ASSIGNED TASK: Reproduce the entire text about the Council for International Organizations of Medical Sciences word for word, keeping every line and character unchanged.

Council for International Organizations of Medical Sciences
- Formation: 1949
- Headquarters: Geneva, Switzerland
- President: Hervé LeLouet
- Vice President: Samia Hurst
- Secretary-General: Lembit Rägo
- Website: https://cioms.ch

= Council for International Organizations of Medical Sciences =

International non-governmental medical science organization

The Council for International Organizations of Medical Sciences (CIOMS) is an international non-governmental organization of 40 international, national, and associate member groups representing the biomedical science community. It was jointly established by the World Health Organization (WHO) and United Nations Educational, Scientific and Cultural Organization (UNESCO) in 1949 as a successor to the International Medical Congress that organized 17 conferences from 1867 until the 1913 outbreak of World War I.

The group's main goal is advancing public health by publishing guidelines on ethics, product development, and safety in medical research, such as the 2016 International Ethical Guidelines for Health-Related Research Involving Humans.

==Governance==
The General Assembly of all CIOMS member organizations meets every year, alternating between in-person and teleconference formats, to elect the Executive Committee and its voting President. The Executive Committee of twelve representatives from national and international member groups meets at least one a year, appointing and guiding the Secretariat, consisting of the Secretary-General and their team in Geneva, Switzerland. The Executive Committee can invite non-voting ad hoc observers and technical experts.

LISTED ENTRIES:
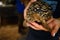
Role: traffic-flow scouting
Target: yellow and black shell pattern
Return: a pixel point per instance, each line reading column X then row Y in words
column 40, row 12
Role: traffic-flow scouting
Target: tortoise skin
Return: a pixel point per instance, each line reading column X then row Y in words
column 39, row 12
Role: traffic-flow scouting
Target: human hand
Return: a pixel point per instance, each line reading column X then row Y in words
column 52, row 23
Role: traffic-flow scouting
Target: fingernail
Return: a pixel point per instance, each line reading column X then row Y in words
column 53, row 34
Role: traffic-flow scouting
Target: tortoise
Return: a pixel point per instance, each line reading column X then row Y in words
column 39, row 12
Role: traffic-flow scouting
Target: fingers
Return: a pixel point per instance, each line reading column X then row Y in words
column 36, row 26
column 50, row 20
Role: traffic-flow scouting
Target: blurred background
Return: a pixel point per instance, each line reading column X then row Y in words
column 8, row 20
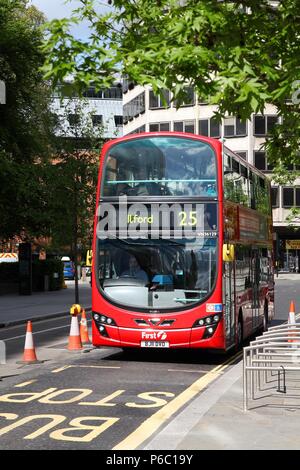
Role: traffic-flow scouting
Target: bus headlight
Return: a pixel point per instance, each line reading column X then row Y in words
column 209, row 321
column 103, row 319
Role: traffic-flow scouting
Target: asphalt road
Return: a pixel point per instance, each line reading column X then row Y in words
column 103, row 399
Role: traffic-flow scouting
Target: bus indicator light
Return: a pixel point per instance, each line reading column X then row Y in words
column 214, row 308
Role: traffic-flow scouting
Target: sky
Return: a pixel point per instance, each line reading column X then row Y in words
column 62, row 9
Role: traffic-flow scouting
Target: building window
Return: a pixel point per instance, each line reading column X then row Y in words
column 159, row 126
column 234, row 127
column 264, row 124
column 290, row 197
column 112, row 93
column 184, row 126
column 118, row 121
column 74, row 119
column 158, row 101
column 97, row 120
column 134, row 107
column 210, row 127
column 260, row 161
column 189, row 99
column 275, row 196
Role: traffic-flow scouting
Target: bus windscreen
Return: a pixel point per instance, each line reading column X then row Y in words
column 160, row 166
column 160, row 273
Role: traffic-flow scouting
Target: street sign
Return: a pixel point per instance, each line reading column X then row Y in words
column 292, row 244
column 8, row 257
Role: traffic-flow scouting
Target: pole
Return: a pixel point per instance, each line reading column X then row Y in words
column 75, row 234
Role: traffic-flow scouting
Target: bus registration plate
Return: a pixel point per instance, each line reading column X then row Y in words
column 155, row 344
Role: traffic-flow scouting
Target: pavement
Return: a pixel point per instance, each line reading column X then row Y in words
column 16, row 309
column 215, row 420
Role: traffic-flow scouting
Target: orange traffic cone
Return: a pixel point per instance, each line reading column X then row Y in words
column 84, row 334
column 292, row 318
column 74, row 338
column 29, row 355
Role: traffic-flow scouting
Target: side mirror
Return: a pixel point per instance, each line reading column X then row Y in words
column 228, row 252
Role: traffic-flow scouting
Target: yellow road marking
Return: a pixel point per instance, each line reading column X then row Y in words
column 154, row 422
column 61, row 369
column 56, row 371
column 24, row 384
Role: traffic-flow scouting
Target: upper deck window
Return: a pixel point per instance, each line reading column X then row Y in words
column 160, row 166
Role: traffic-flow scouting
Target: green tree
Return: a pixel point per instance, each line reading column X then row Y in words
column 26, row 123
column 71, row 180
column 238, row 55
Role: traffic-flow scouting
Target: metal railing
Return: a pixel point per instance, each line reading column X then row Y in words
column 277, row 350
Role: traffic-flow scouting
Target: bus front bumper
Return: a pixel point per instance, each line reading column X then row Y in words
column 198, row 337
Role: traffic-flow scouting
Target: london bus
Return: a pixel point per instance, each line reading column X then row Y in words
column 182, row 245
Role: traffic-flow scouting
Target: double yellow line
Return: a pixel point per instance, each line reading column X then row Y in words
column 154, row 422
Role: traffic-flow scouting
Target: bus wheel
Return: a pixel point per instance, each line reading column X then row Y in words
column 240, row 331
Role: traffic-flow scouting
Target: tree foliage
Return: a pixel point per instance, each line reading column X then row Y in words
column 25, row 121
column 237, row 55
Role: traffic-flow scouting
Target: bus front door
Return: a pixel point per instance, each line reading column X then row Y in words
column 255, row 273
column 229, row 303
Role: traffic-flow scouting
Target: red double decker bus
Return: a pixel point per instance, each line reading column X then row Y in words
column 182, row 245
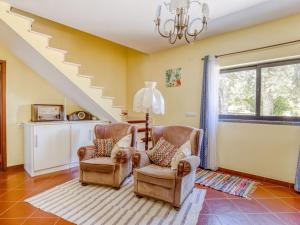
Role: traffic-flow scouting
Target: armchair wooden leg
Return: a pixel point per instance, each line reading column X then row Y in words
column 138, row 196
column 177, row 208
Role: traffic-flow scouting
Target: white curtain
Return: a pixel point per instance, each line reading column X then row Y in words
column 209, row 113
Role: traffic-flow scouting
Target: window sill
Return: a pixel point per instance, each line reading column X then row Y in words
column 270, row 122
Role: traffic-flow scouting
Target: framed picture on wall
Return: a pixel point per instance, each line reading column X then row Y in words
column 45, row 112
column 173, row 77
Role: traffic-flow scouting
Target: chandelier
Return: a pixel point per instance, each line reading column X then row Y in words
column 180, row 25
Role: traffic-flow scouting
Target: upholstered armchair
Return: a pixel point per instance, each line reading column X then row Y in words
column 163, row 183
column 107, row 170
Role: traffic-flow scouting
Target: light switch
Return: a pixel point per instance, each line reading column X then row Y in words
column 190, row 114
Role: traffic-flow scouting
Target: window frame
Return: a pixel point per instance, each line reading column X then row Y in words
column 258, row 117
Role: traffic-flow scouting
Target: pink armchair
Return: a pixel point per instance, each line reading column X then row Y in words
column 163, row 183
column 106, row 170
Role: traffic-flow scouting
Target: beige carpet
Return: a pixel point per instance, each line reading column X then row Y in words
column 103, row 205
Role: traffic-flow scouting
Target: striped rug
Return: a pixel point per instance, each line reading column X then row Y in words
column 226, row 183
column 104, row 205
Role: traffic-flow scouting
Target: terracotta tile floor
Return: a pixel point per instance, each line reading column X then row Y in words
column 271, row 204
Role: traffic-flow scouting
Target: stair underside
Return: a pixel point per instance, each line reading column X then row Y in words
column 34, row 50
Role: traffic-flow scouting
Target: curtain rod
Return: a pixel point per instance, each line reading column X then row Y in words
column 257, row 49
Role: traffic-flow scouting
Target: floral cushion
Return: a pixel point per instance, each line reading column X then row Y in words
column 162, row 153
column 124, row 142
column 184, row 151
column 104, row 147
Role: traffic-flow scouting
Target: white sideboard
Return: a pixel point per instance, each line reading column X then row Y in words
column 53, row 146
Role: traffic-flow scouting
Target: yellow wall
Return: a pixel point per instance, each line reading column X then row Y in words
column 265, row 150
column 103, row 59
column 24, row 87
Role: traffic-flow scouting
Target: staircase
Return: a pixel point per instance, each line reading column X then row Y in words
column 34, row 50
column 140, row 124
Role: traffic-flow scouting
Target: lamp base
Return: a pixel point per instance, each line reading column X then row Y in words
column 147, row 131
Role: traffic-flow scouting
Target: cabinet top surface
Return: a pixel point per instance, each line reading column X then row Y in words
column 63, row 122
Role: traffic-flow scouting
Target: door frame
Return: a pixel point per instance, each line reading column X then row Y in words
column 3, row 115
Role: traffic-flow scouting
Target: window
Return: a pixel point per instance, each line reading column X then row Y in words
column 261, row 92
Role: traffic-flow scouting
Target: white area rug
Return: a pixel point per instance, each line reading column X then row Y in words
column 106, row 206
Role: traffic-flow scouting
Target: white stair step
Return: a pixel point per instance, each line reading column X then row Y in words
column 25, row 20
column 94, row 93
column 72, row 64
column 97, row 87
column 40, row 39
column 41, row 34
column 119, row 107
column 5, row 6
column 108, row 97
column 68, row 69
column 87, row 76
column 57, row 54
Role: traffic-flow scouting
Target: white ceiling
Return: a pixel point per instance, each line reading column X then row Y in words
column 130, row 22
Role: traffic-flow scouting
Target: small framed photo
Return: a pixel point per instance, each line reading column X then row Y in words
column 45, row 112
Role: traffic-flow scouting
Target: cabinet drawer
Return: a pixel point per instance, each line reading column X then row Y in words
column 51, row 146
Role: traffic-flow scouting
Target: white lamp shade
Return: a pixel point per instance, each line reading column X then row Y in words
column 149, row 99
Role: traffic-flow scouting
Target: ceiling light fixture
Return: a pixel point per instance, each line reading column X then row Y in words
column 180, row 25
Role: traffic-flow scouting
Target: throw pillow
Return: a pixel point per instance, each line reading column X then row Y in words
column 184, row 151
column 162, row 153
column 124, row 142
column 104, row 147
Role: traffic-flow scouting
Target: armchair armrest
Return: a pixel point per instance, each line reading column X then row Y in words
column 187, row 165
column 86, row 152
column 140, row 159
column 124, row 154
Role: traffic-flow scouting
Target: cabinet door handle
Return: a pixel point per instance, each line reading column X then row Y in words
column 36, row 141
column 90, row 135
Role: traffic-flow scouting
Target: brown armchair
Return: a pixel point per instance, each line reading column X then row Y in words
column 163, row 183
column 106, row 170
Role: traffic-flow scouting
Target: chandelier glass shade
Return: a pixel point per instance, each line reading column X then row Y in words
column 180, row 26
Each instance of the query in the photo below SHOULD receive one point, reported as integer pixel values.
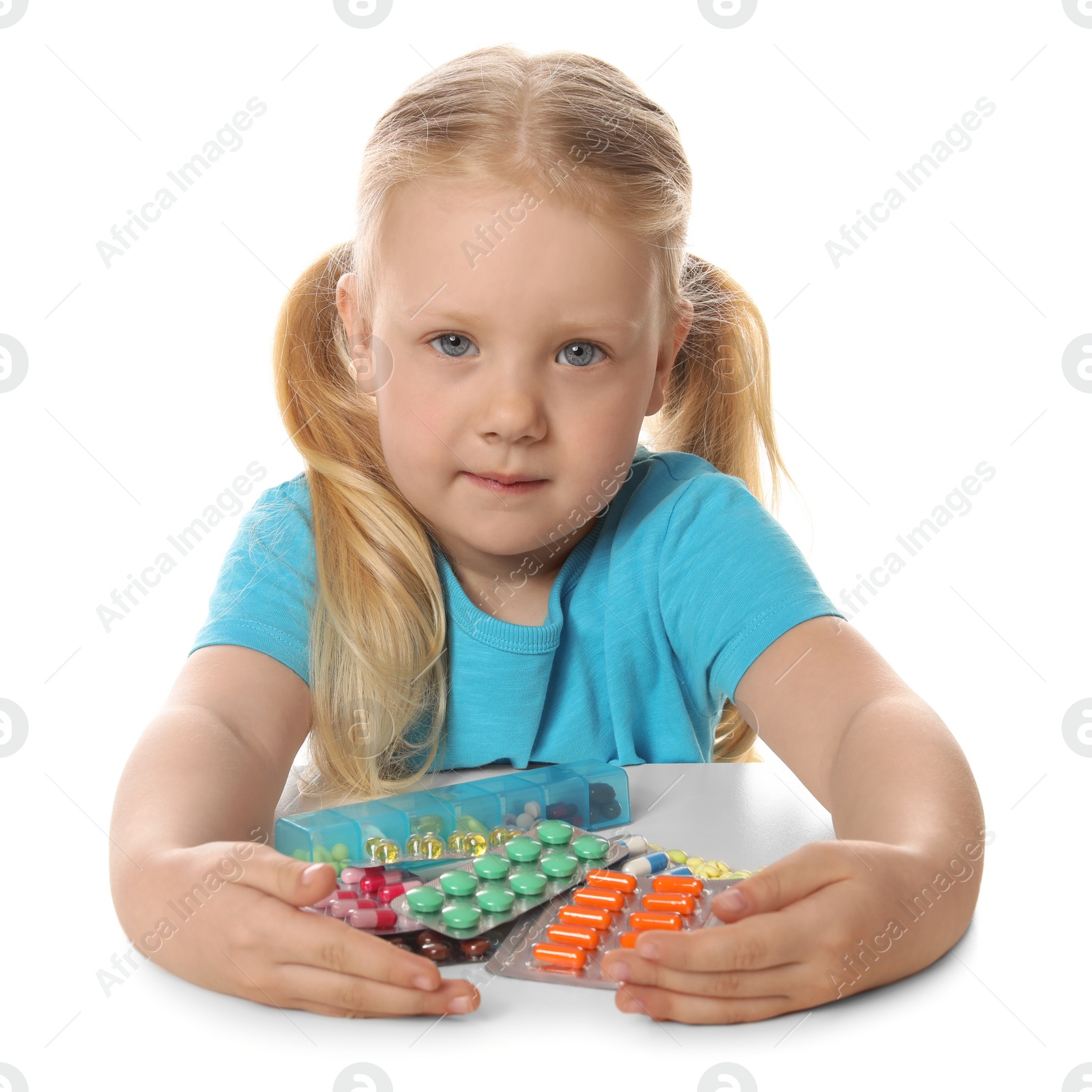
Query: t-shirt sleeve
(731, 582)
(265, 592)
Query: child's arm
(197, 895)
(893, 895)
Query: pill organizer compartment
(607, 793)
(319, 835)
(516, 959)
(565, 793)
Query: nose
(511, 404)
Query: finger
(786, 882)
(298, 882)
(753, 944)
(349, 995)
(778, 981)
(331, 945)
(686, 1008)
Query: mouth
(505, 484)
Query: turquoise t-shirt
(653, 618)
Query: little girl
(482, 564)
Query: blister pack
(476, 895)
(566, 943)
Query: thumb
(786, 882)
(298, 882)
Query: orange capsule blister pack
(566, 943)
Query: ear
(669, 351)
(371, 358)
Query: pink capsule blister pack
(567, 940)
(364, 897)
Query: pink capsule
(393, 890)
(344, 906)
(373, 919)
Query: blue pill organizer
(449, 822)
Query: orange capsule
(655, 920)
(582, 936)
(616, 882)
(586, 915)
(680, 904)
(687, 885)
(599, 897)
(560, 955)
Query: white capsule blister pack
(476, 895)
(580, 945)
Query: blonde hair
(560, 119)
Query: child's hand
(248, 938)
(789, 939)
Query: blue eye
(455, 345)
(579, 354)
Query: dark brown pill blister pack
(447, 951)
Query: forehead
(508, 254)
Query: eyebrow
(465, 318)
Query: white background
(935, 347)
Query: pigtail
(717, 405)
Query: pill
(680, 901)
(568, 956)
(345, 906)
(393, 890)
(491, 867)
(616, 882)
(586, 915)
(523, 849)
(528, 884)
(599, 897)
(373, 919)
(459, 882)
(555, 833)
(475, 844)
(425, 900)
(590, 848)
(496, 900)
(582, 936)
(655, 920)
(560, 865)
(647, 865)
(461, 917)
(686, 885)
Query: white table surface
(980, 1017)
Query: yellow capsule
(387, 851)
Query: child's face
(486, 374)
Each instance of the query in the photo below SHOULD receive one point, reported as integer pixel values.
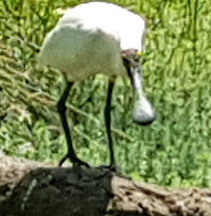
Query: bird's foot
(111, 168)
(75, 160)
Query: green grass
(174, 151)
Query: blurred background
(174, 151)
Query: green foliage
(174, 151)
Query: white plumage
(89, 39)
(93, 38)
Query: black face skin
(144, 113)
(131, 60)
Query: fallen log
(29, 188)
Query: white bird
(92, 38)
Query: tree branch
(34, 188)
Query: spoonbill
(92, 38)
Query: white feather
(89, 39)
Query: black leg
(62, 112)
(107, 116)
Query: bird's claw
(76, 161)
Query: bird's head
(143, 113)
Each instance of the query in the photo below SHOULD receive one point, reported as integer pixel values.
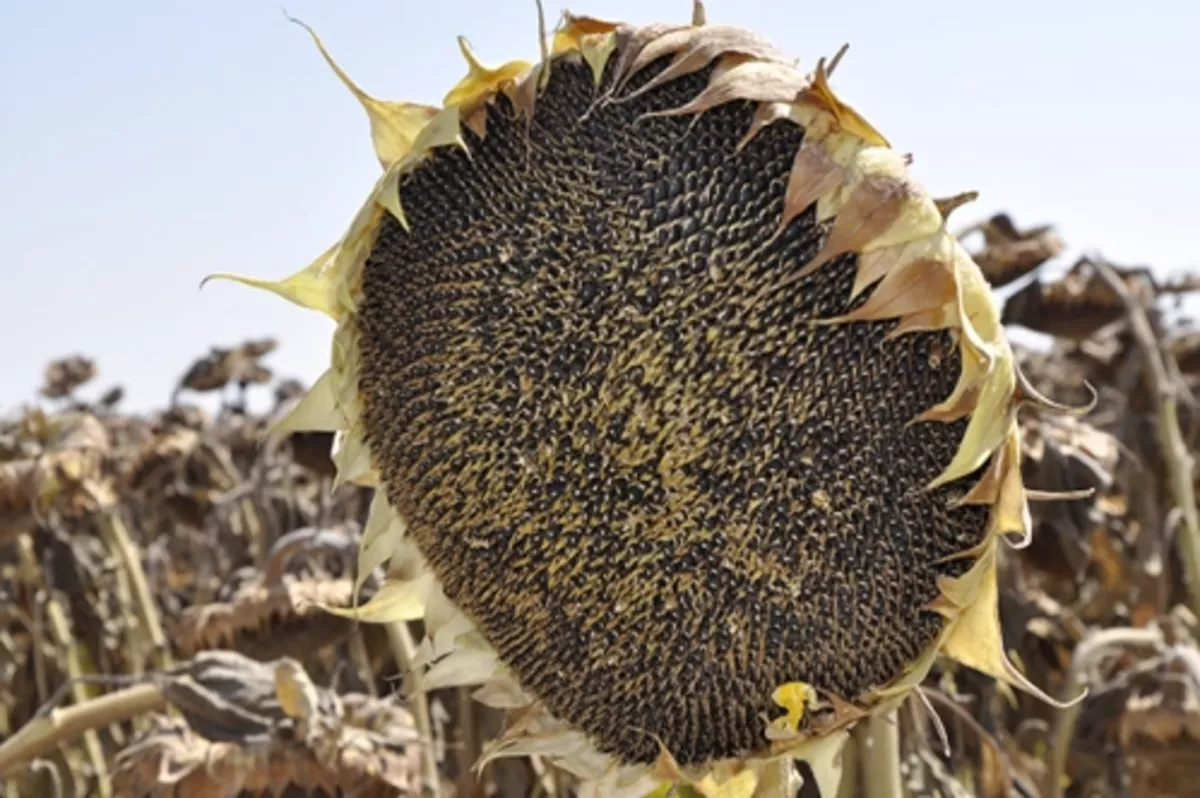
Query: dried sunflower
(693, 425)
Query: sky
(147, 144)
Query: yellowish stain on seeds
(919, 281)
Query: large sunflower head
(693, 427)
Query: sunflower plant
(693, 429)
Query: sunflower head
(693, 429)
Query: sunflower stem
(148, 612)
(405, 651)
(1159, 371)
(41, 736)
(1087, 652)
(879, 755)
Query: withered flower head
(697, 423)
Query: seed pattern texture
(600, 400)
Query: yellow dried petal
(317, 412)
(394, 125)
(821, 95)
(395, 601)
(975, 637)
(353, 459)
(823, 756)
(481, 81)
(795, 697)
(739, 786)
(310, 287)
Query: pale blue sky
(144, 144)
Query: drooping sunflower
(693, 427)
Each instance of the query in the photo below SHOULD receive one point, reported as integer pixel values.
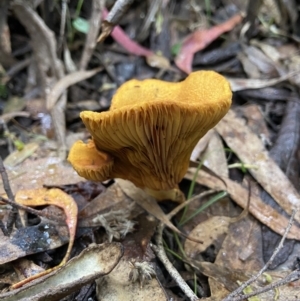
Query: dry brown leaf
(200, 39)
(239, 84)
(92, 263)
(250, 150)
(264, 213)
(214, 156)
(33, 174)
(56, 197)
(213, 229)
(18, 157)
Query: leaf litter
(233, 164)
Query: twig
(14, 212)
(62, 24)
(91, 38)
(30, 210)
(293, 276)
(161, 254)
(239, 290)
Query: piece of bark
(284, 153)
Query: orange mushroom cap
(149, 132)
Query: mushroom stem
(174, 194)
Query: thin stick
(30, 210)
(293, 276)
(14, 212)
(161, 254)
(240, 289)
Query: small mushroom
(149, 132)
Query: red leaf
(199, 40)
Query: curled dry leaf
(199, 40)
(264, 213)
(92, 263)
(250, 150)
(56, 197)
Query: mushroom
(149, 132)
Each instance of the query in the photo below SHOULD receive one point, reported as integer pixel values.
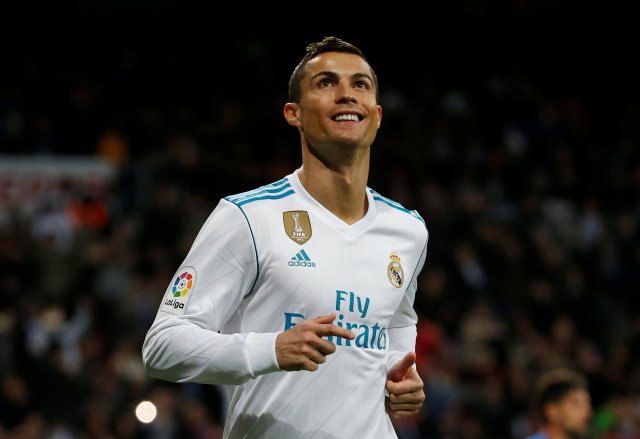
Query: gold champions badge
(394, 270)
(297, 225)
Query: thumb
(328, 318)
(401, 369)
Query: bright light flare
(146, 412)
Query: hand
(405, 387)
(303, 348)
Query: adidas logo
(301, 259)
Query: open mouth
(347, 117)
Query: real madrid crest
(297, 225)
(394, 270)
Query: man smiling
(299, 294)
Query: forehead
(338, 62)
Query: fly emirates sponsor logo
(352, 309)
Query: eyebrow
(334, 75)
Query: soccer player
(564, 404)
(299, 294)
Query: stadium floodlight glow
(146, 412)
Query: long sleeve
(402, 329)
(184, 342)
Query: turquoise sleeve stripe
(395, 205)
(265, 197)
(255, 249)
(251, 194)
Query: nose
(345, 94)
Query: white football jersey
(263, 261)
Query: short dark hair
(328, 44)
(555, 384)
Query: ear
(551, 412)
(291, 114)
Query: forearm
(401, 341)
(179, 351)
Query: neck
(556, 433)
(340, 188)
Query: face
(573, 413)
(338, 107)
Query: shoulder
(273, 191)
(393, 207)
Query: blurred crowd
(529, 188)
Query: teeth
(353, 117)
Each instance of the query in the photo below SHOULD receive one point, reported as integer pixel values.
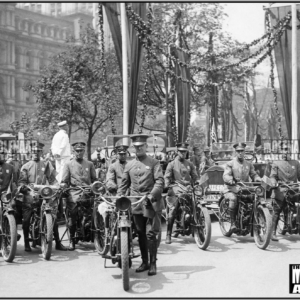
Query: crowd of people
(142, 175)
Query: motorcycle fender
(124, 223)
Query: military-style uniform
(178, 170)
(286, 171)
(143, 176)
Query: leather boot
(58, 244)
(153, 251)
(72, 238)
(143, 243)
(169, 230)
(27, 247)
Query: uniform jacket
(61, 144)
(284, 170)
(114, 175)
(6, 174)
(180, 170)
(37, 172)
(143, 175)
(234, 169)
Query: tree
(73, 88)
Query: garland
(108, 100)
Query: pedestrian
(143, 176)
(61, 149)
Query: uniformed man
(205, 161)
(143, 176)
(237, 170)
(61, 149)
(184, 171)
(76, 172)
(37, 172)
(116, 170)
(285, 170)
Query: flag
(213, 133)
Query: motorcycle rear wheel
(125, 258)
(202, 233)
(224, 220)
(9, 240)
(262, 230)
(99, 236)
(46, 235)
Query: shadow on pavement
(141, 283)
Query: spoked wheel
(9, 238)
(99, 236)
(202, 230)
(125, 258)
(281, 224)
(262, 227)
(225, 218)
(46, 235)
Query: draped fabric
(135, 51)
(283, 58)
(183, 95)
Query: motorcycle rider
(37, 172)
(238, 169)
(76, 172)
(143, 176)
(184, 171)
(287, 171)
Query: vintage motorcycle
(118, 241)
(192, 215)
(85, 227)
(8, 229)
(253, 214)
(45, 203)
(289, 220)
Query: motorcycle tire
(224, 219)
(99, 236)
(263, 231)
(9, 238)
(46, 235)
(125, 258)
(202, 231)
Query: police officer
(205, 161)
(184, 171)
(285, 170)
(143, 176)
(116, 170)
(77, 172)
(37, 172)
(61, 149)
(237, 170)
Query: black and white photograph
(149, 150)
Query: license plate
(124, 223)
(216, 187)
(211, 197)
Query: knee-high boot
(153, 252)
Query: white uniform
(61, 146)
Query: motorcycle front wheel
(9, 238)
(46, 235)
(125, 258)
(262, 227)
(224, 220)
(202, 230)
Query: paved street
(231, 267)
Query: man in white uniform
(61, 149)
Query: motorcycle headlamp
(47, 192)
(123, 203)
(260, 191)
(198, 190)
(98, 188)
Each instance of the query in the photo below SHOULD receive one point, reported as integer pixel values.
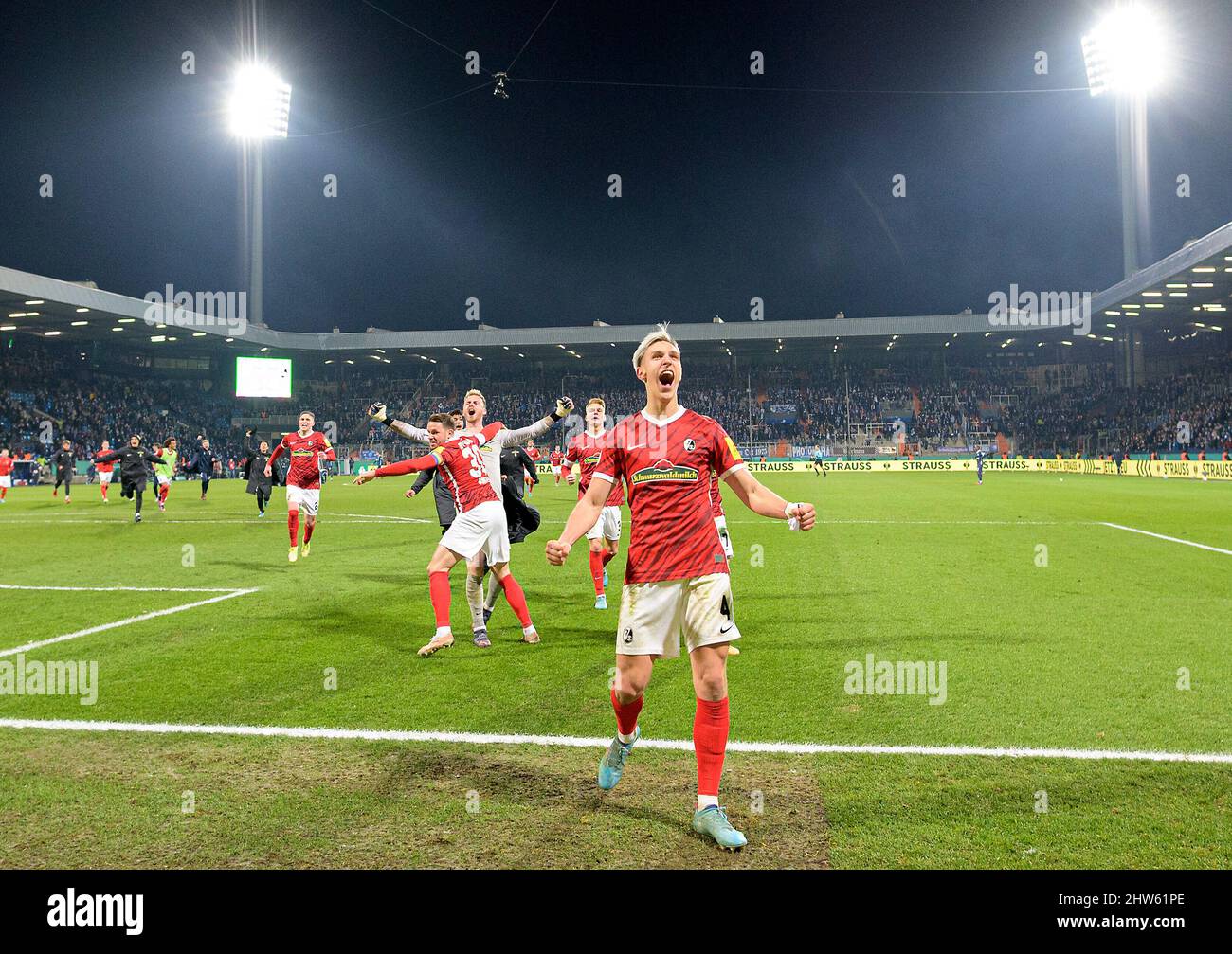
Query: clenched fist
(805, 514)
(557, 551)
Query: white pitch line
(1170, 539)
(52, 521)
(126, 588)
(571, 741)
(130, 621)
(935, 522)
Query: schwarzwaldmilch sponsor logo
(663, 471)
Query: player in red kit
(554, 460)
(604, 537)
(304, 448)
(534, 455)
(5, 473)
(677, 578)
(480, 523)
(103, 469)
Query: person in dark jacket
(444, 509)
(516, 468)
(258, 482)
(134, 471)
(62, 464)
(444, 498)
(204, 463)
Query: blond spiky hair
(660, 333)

RESPONSE BOX:
Council for International Organizations of Medical Sciences
- Formation: 1949
- Headquarters: Geneva, Switzerland
- President: Hervé LeLouet
- Vice President: Samia Hurst
- Secretary-General: Lembit Rägo
- Website: https://cioms.ch

= Council for International Organizations of Medical Sciences =

International non-governmental medical science organization

The Council for International Organizations of Medical Sciences (CIOMS) is an international non-governmental organization of 40 international, national, and associate member groups representing the biomedical science community. It was jointly established by the World Health Organization (WHO) and United Nations Educational, Scientific and Cultural Organization (UNESCO) in 1949 as a successor to the International Medical Congress that organized 17 conferences from 1867 until the 1913 outbreak of World War I.

The group's main goal is advancing public health by publishing guidelines on ethics, product development, and safety in medical research, such as the 2016 International Ethical Guidelines for Health-Related Research Involving Humans.

==Governance==
The General Assembly of all CIOMS member organizations meets every year, alternating between in-person and teleconference formats, to elect the Executive Committee and its voting President. The Executive Committee of twelve representatives from national and international member groups meets at least one a year, appointing and guiding the Secretariat, consisting of the Secretary-General and their team in Geneva, Switzerland. The Executive Committee can invite non-voting ad hoc observers and technical experts.